PASSAGE PROVIDED
Pooled variance and its effective degree of freedom

a limitation of the Welch–Satterthwaite equation

Conveyor belt in a beer factory (taken by author)

Descriptive statistics are often used to summarise and describe the characteristics of a data set obtained by measurement. Measures of central tendency (e.g. mean, median, mode) and measures of variability (e.g. variance, standard deviation, range) provide insight into the distribution and spread of data. These statistics help researchers, including metrologists, to understand the central values and degree of dispersion within a data set. However, the metrologist is more interested in a measurand's mean and uncertainty.
Suppose the measurement uncertainty is only affected by the randomness of the data. In that case, the uncertainty of the mean can be described by a Student's t-distribution with a degree of freedom given by the number of measurements. In a previous article of mine, I showed how the t-distribution can be generated numerically by random variables sampled from a population following a normal distribution. In some cases, however, the uncertainty of the variance becomes more important. In the same context, I have already pointed out that we live in an era where the variance or variability of data is increasingly important.

In this article, I will describe a case where the variance is important, how to reduce the uncertainty in the variance by using pooled variance, and how to calculate the effective degrees of freedom for the pooled variance. The Welch-Satterthwaite equation is widely used in uncertainty analysis. As an approximation, a limitation of the equation is illustrated by numerical simulation.

DATA SECTION
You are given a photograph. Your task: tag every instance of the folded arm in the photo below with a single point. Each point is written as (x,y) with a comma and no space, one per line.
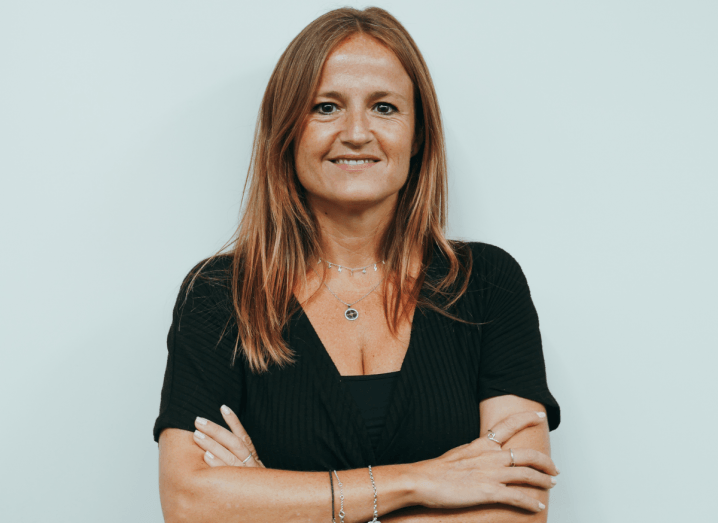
(473,474)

DIRECTION
Decide whether each statement below agrees with the pooled variance article, answering yes or no and quoting the words from the article that settle it.
1. The article treats the Welch–Satterthwaite equation as an approximation.
2. According to the article, the metrologist is chiefly interested in a measurand's median and range.
3. When uncertainty comes only from the randomness of the data, the degree of freedom of the t-distribution depends on the number of measurements.

COMPLETED TASK
1. Yes: "As an approximation, a limitation of the equation is illustrated by numerical simulation."
2. No: "the metrologist is more interested in a measurand's mean and uncertainty."
3. Yes: "with a degree of freedom given by the number of measurements."